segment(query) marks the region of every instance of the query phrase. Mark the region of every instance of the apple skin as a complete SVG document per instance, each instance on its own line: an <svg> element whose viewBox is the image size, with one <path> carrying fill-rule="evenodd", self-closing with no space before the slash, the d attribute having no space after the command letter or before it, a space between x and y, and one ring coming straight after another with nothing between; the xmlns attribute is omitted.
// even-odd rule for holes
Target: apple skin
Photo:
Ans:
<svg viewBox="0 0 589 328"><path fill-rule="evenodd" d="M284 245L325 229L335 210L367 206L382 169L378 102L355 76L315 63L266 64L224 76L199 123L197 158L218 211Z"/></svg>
---
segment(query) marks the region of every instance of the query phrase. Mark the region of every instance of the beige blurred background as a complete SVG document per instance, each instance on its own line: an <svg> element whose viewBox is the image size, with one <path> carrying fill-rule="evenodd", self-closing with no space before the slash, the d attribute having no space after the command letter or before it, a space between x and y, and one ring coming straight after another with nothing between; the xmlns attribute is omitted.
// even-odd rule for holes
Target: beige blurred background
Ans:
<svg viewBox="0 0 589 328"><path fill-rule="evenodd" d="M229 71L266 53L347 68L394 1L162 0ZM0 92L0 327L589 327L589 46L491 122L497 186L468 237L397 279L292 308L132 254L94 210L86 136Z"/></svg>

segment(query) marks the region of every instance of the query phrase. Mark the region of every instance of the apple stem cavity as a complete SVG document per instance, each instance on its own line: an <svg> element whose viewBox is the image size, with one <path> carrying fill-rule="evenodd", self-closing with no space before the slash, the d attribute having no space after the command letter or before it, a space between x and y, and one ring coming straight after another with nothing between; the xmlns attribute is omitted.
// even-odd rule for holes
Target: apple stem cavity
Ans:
---
__STATED GOAL__. Render the rows as a two-column CSV with the header columns "prompt" and "response", one CSV row per row, each field quoted and with line breaks replaced by spaces. Begin at the line that contains "the apple skin" and stop after the line that contains "245L325 229L335 210L367", including both.

__THE SOLUTION__.
prompt,response
"segment(query) marks the region of every instance of the query phrase. Mark the region of every instance of the apple skin as a complete SVG document per instance, each instance on its own line: an <svg> element whose viewBox is the image size, with one <path> carrying fill-rule=""evenodd"", self-closing with no space before the slash, the d attribute having no space after the command letter or before it, a space between x and y, and one ring coming straight after another with nothing between; the xmlns attribute is omitted. // even-odd rule for holes Target: apple skin Photo: Ans:","<svg viewBox=""0 0 589 328""><path fill-rule=""evenodd"" d=""M284 245L325 229L335 210L367 206L382 169L378 102L355 76L315 63L266 64L224 76L199 123L197 158L218 211Z""/></svg>"